- _Records to use_
— Begin —

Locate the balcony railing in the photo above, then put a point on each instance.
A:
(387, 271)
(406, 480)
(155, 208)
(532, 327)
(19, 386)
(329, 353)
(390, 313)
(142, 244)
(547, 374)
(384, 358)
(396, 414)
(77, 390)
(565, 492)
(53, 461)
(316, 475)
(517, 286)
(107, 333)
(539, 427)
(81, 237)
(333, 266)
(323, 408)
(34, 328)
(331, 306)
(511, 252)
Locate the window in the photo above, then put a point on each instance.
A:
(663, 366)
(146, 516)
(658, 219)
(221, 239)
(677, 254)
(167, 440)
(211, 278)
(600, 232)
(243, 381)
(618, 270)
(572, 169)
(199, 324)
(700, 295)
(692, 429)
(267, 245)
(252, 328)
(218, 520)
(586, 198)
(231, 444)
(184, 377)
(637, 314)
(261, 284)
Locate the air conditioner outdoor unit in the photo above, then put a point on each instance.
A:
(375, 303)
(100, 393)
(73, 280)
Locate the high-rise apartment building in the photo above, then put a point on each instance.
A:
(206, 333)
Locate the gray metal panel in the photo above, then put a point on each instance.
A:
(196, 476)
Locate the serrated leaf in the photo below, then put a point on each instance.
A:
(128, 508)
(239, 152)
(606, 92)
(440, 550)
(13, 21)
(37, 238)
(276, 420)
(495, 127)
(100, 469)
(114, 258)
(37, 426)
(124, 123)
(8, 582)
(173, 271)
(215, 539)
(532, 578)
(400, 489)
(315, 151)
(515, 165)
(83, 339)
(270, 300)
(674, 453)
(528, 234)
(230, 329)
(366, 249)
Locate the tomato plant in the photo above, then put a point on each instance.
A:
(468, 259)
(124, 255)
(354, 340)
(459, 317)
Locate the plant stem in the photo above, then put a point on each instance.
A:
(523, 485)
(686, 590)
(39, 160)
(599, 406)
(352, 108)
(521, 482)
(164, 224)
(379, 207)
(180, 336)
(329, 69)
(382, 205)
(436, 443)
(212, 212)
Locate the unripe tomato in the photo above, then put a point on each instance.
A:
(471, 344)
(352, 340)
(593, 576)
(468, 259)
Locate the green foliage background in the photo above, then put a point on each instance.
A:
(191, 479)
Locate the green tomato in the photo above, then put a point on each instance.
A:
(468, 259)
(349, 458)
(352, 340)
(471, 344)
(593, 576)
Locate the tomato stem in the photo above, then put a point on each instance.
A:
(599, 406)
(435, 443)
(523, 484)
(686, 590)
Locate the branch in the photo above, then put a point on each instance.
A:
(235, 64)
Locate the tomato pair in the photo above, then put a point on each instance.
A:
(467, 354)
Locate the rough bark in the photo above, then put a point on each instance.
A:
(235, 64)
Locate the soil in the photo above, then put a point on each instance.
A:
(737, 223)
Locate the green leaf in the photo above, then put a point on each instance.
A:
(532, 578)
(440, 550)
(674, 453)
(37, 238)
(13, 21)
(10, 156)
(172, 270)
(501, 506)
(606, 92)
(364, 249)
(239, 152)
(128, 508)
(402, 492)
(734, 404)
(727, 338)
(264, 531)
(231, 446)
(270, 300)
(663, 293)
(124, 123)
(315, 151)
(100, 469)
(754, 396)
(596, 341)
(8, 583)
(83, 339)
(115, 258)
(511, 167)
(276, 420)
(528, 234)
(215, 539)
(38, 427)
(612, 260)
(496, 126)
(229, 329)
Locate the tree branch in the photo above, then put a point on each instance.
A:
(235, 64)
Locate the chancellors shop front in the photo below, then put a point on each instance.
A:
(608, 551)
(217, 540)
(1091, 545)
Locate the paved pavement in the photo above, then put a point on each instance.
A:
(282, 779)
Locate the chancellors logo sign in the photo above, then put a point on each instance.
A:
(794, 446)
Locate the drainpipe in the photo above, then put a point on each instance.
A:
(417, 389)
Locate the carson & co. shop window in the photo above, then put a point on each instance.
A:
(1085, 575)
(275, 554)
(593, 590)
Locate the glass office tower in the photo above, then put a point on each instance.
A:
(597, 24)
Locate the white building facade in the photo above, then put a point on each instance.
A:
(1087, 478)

— End —

Convert the entries, from the line containing "Locate the white" through the end of the entries, into a Markdown table with the columns Row and Line, leaving out any blank lines.

- _Exercise solution_
| Row | Line |
|---|---|
| 1 | Locate the white building facade in the photo above, then put a point on each instance. |
| 2 | A: |
| 3 | (1087, 478) |